### IN COSA CONSISTE
Per favore, indica a quale scopo, secondo il testo sull'architettura civile nella Marca, fu rivolta in particolare la devozione dei fedeli in quell'epoca.

### TESTO DI PARTENZA
######

DELL'ARCHITETTURA CIVILE V

ESERCITATA NELLA MARCA

NEL SECOLO XVI.

CAPITOLO XIL.

L'architettura singolarmente ebbe in questo secolo que' grandi

Maestri, che sono tuttora come lo saranno da poi gli oracoli di questa scienza.

Sarebbe stato forse difficile per noi l'avere modelli di loro valore, se un'occasione propizia non si fosse presentata, ed è che coloro che quest'arte con più lode ed onore esercitavano, fossero piuttosto adoperati nelle città principali, ove i Sovrani, ed altri ricchi Mecenati si trovavano al caso di mettere con molto loro profitto alla prova l'ingegno di essi. Fu ripeto vera sorte, che in quest' epoca felicissima la devozione de' fedeli venisse particolarmente rivolta allo scopo di rendere sempre più ricco e splendido il tempio, che racchiudeva l'umile santa Casa di Nazzaret.

######

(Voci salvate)
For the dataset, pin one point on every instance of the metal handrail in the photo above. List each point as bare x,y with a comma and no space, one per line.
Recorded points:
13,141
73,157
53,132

######

### COMPITO SVOLTO
A rendere sempre più ricco e splendido il tempio che racchiudeva l'umile santa Casa di Nazzaret.